## RECORDS FOR THIS TASK
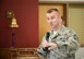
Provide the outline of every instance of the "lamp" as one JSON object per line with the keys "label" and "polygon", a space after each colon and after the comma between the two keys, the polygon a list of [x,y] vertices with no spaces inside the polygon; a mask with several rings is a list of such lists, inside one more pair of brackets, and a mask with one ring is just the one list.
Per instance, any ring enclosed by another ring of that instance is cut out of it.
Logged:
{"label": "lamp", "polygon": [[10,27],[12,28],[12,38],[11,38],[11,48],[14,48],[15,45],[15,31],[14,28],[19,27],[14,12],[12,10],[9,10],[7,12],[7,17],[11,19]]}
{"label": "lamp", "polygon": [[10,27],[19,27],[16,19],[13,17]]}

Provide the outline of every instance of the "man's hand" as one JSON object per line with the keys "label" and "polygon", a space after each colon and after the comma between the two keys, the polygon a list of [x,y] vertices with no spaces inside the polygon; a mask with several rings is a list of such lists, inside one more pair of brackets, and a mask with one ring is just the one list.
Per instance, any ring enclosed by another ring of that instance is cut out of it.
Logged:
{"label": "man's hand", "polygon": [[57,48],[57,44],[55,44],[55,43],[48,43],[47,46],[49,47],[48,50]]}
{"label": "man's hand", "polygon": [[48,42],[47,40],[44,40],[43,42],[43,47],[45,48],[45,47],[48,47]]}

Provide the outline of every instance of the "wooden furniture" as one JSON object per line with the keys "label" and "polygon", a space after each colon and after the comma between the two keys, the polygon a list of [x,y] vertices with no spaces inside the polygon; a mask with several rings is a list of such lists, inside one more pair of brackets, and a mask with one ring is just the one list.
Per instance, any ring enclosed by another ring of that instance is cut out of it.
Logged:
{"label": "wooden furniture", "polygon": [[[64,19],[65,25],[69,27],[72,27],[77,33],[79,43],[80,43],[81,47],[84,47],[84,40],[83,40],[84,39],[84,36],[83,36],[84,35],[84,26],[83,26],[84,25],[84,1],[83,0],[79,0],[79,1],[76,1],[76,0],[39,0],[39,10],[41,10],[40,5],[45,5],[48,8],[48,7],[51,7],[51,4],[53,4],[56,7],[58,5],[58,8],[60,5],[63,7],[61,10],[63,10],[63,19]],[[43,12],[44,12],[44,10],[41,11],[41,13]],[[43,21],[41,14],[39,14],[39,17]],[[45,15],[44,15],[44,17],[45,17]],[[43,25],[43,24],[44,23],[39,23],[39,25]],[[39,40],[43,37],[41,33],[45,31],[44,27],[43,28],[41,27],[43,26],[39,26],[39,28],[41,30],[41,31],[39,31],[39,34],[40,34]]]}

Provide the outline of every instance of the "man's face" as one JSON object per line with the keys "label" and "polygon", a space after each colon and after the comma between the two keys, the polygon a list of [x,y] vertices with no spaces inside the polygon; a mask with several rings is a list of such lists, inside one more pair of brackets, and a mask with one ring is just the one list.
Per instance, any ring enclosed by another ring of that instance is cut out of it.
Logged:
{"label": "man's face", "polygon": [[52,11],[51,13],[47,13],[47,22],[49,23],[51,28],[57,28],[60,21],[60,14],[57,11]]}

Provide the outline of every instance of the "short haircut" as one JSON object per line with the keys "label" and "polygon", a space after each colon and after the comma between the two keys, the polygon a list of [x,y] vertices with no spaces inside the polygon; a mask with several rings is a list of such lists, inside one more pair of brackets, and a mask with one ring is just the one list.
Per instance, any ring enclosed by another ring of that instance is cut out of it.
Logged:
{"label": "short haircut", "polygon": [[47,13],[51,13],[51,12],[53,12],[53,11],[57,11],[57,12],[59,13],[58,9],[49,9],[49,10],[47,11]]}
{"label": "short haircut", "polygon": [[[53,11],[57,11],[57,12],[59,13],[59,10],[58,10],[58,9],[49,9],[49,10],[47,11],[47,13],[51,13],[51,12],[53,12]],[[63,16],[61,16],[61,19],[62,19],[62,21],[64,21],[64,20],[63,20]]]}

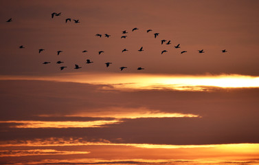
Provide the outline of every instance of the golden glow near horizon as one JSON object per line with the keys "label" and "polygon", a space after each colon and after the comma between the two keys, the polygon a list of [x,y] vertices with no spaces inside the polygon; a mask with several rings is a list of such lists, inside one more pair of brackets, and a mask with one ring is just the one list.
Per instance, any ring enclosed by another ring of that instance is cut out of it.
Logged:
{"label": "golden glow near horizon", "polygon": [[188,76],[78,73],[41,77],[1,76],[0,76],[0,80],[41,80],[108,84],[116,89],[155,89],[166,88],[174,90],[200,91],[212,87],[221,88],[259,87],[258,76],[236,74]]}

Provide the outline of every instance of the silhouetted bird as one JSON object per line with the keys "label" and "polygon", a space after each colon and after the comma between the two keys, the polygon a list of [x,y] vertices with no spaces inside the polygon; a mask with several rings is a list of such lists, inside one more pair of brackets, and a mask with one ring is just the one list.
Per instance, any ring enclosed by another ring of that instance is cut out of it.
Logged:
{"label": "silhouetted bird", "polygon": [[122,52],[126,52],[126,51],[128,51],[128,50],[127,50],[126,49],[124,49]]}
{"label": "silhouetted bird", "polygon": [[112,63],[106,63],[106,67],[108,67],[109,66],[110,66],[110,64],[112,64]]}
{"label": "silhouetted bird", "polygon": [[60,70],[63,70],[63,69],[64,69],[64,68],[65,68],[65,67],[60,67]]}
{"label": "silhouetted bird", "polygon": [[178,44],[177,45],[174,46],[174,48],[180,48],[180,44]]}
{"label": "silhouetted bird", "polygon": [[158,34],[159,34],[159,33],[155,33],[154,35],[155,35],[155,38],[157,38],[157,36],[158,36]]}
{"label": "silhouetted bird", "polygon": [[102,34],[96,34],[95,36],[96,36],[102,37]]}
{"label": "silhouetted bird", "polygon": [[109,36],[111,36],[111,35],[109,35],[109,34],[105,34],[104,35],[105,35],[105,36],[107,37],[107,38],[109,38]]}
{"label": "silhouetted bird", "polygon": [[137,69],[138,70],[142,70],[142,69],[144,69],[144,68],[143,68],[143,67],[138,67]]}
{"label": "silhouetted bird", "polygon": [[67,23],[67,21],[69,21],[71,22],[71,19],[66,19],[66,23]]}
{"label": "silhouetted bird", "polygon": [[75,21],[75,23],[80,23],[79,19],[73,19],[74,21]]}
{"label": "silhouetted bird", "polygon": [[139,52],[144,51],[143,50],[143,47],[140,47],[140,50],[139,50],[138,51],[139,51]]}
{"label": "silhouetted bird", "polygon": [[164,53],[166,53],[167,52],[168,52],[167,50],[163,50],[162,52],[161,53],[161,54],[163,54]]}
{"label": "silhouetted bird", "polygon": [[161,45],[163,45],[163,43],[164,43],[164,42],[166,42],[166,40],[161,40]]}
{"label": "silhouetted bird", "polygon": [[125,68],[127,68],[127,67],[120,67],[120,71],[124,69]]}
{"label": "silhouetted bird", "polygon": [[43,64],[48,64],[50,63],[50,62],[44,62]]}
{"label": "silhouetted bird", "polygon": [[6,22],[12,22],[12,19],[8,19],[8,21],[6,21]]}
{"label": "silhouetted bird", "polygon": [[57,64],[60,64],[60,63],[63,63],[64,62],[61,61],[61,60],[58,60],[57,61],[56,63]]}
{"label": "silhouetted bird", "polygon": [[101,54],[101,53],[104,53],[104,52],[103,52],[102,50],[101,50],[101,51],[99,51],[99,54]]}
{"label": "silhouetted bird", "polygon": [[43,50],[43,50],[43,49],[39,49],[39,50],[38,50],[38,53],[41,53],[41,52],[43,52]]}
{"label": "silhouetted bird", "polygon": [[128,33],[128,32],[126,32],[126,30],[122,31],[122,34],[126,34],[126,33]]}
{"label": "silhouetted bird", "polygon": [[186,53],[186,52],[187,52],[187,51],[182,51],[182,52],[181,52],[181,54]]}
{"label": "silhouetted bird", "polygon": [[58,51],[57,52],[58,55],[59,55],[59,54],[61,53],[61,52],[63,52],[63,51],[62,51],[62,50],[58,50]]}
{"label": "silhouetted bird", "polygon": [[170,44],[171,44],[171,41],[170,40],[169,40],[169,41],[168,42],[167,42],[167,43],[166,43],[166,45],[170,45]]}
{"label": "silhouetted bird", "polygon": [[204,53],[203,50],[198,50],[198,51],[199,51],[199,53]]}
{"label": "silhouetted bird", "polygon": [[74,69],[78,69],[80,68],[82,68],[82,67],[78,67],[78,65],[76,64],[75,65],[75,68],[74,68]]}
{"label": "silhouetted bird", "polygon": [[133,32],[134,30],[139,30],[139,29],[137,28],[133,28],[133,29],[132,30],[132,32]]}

==

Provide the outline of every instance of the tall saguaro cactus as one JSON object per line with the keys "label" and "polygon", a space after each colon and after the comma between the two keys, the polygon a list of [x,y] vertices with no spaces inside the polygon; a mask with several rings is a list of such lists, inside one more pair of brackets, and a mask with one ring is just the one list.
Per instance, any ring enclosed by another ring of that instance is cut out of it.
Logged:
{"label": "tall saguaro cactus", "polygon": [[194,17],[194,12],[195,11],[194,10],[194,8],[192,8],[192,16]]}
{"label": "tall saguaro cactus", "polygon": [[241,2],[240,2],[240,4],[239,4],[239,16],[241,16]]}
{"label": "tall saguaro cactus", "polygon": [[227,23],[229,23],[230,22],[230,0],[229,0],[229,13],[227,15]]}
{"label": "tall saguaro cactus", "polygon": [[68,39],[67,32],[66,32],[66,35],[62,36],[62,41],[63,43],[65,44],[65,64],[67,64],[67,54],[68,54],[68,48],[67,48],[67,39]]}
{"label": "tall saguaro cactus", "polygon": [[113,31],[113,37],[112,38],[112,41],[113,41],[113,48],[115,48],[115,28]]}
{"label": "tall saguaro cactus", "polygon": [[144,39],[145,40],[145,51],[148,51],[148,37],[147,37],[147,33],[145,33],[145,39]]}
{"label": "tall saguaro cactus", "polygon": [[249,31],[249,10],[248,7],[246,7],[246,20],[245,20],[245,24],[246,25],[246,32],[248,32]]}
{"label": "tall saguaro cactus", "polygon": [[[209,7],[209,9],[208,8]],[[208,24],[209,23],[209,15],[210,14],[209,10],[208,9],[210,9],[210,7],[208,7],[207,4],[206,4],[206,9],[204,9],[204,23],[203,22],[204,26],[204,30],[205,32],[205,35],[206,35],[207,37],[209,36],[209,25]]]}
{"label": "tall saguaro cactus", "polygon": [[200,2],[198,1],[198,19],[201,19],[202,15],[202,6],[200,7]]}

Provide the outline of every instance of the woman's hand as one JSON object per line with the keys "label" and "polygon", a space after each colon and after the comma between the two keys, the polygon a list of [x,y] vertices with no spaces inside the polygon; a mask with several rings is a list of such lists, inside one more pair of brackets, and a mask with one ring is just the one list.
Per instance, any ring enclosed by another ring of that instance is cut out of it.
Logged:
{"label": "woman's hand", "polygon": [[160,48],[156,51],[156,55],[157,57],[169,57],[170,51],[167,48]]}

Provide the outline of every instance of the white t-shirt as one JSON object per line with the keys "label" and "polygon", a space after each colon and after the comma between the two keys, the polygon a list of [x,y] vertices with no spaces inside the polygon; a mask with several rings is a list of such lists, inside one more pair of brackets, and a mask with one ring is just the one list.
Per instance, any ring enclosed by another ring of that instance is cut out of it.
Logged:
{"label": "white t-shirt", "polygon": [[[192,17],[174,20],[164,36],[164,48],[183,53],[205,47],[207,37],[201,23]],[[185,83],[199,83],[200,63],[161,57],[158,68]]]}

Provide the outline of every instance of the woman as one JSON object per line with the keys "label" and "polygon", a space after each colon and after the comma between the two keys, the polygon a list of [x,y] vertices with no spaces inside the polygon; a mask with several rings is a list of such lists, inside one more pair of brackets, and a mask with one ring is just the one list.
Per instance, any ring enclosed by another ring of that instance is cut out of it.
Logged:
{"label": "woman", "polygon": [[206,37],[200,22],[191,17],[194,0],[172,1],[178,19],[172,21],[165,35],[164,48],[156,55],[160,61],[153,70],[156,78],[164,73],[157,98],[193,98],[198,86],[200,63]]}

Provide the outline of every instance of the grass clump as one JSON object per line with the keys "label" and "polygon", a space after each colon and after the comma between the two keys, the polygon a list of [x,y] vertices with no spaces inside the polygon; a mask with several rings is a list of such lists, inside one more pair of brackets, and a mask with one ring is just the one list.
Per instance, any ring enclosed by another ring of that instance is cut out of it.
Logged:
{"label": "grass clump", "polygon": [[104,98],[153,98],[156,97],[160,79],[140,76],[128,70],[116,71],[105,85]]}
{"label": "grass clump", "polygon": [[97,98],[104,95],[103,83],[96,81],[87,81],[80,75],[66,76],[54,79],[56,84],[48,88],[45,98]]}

## EXERCISE INSTRUCTIONS
Gather and copy out every line of the material above that contains the string "shirt".

## TASK RESULT
Provide the outline of every instance of the white t-shirt as one JSON object per line with the keys "label" and "polygon", a space after each colon and after the comma between the two keys, the polygon a list of [x,y] vertices with no spaces inside the polygon; a mask with several rings is a list of such lists, inside one more pair of brackets, and a mask with one ring is just the one list.
{"label": "white t-shirt", "polygon": [[[192,17],[174,20],[164,36],[164,48],[183,53],[205,47],[207,37],[201,23]],[[185,83],[199,83],[200,63],[161,57],[158,68]]]}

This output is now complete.